What this task involves:
Please arrange the lines below as a JSON list of strings, one string per line, with blank lines skipped and the pictures left out.

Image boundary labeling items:
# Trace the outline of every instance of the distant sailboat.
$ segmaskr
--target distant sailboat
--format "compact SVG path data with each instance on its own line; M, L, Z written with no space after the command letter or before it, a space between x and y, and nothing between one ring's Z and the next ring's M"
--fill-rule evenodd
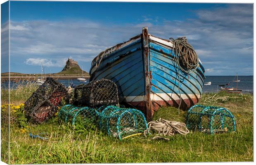
M41 85L43 84L45 81L45 80L43 79L43 64L41 63L41 77L38 78L36 81L36 85Z
M238 82L240 81L238 80L238 73L237 72L237 80L233 80L233 82L237 82L237 88L223 88L221 87L220 90L224 91L228 93L242 93L242 90L238 89Z
M211 85L211 82L204 82L204 85Z
M79 78L77 78L77 80L78 80L79 81L85 81L86 79L85 79L85 78L83 78L83 66L82 66L82 77ZM79 77L79 69L78 68L78 76Z

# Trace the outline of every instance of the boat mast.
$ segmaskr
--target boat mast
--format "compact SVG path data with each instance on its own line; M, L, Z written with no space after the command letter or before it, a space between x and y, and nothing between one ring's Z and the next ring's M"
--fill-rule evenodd
M41 63L41 78L43 79L43 64Z
M238 73L237 72L237 89L238 89Z

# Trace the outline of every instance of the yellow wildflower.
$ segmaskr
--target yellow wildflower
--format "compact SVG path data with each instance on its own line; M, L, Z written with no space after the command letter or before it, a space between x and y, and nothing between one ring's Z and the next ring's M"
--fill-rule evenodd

Written response:
[
  "# Trace the outline of every instance of the distant sailboat.",
  "$ segmaskr",
  "--target distant sailboat",
  "--format \"compact SVG path data with each instance on its own line; M, L, Z written with no space after the command letter or before it, a space between x and y, and nothing between one ring's Z and the next ring's M\"",
  "--fill-rule evenodd",
  "M41 85L43 84L45 81L45 80L43 79L43 64L41 63L41 77L38 78L36 81L36 85Z",
  "M238 82L240 81L238 80L238 73L237 72L237 80L233 80L233 82L237 82L237 88L223 88L221 87L220 90L224 91L228 93L242 93L242 90L238 89Z",
  "M211 85L211 82L204 82L204 85Z",
  "M79 78L77 78L77 80L78 80L79 81L85 81L86 79L85 79L85 78L83 78L83 66L82 66L82 77ZM79 77L79 69L78 68L78 76Z",
  "# Trace the outline of every instance of the boat mast.",
  "$ segmaskr",
  "--target boat mast",
  "--format \"compact SVG path data with each instance on its own line; M, L, Z written with no space after the command letter or before it, a space between x and y, and nothing between one ring's Z and the next ring's M\"",
  "--fill-rule evenodd",
  "M41 63L41 78L43 79L43 64Z",
  "M238 73L237 72L237 89L238 89Z",
  "# Trace the outline of every instance of the yellow wildflower.",
  "$ segmaskr",
  "--target yellow wildflower",
  "--format \"compact SVG path data with each instance on its own line; M, L, Z written with no space after the command letter or before it, a space between x and y, and nothing between one ring's Z and the next ring's M\"",
  "--fill-rule evenodd"
]